How does a cable news network produce twenty-four hours worth of programming – particularly when it runs out of excuses for covering Sarah Palin?

This past week, CNN found one answer: it invented a news item, racing celebrity man-boy Ashton Kutcher for one million “followers” on Twitter and covering this “event” as a major news story.  Then, when Kutcher narrowly won the “Twitter duel” after a mere two days, CNN scrambled to get as much mileage out of this non-development as possible.  Indeed, beyond constant references to the “feud” throughout Friday’s news programming, Kutcher was the featured guest on Larry King Live, with the softball-tosser analyzing every mundane detail of Kutcher’s “victory” as if it were a major sports championship.

CNN has tried to spin its disproportionate coverage of this “Twitter duel” as relevant to the growing importance of “new media” in breaking down barriers between celebrities and the public.  Yet this obscures the real story: namely, the amazing ease with which traditional news outlets can create “news” that is useful to their marketing purposes, and then use “new media” platforms (and other networks’ gullible coverage of the pseudo-event) to spread their advertising gimmick “virally.”  Indeed, with unnerving efficiency, CNN staged an event that put its brand-name front and center (i.e., “Kutcher vs. CNN”); hyped this as news-worthy on its network and website; recruited a famous dupe to ensure that its content was pumped throughout the blogosphere and reported in the MSM; and – in its most shameless act yet – broadcast “Kutcher supporters” wearing CNN-branded “Kutcher hands CNN its lunch in Twitter feud” t-shirts, which, naturally, are available for $15 apiece on CNN’s website!

→ **Data section**:

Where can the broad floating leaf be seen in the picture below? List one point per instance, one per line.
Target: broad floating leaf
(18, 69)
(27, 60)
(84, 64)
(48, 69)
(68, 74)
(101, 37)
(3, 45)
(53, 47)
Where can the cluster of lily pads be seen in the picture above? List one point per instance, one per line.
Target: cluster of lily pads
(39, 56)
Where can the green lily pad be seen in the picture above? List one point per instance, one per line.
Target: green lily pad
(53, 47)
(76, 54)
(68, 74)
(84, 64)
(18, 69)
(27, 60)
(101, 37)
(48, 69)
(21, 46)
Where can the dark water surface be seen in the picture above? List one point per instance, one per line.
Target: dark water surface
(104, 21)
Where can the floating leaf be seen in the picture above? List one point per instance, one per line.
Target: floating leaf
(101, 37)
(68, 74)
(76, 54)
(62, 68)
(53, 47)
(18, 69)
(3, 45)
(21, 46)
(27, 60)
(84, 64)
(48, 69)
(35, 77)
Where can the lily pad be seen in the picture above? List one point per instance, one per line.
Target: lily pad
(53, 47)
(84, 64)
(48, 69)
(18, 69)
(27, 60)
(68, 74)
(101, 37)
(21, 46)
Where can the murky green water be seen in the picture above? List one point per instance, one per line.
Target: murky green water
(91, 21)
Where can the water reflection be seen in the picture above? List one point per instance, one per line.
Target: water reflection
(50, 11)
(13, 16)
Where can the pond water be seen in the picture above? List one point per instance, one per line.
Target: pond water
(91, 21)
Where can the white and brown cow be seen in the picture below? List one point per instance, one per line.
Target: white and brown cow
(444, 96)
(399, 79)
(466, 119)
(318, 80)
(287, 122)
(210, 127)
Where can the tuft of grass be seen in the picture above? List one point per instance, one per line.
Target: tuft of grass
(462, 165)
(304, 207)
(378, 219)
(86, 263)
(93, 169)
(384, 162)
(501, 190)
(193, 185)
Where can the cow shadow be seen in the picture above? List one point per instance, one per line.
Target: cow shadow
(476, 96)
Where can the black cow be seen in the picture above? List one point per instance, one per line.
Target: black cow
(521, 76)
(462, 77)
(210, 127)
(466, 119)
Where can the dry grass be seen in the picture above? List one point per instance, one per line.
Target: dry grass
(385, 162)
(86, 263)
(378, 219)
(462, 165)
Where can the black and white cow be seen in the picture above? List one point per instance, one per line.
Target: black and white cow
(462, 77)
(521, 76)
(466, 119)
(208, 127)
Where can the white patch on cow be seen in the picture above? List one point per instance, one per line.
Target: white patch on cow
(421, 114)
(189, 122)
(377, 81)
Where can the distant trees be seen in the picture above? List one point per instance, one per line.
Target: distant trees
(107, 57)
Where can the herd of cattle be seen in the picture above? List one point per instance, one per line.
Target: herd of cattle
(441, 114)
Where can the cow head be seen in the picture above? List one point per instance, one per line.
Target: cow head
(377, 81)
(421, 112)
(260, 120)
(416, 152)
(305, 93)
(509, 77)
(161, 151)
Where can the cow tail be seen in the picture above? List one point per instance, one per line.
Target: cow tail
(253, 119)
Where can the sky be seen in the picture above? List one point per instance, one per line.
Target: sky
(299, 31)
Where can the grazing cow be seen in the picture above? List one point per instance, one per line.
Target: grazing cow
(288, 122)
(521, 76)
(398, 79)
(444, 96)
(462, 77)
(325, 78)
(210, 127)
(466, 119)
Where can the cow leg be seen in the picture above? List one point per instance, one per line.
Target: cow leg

→ **Tasks for this exercise**:
1 – In the commentary on CNN and Ashton Kutcher, what do the CNN-branded t-shirts cost on CNN's website?
2 – Echo the commentary on CNN and Ashton Kutcher word for word, starting at "How does a cable" and ending at "major sports championship.".
3 – Proceed with the commentary on CNN and Ashton Kutcher from the point where its last sentence ends.

→ **Responses to the exercise**:
1 – $15 apiece.

2 –
How does a cable news network produce twenty-four hours worth of programming – particularly when it runs out of excuses for covering Sarah Palin?

This past week, CNN found one answer: it invented a news item, racing celebrity man-boy Ashton Kutcher for one million “followers” on Twitter and covering this “event” as a major news story.  Then, when Kutcher narrowly won the “Twitter duel” after a mere two days, CNN scrambled to get as much mileage out of this non-development as possible.  Indeed, beyond constant references to the “feud” throughout Friday’s news programming, Kutcher was the featured guest on Larry King Live, with the softball-tosser analyzing every mundane detail of Kutcher’s “victory” as if it were a major sports championship.

3 –
In turn, CNN’s bold fabrication of the news suggests that “new media” isn’t necessarily “democratizing” the flow of information.  Rather, insofar as the MSM is still responsible for determining what counts as news, “new media” platforms have provided traditional media outlets with enhanced capabilities for packaging – and broadly disseminating – their own advertising campaigns as “news.”  Of course, the capitalist in me salutes the marketing folks at CNN for their ingenuity. But the (lower-case) liberal democrat in me fears a slippery slope.  Today, CNN boosted its ratings by concocting a competition with Ashton Kutcher.  Fine – but what will it cook up to generate sales for CNN t-shirts tomorrow?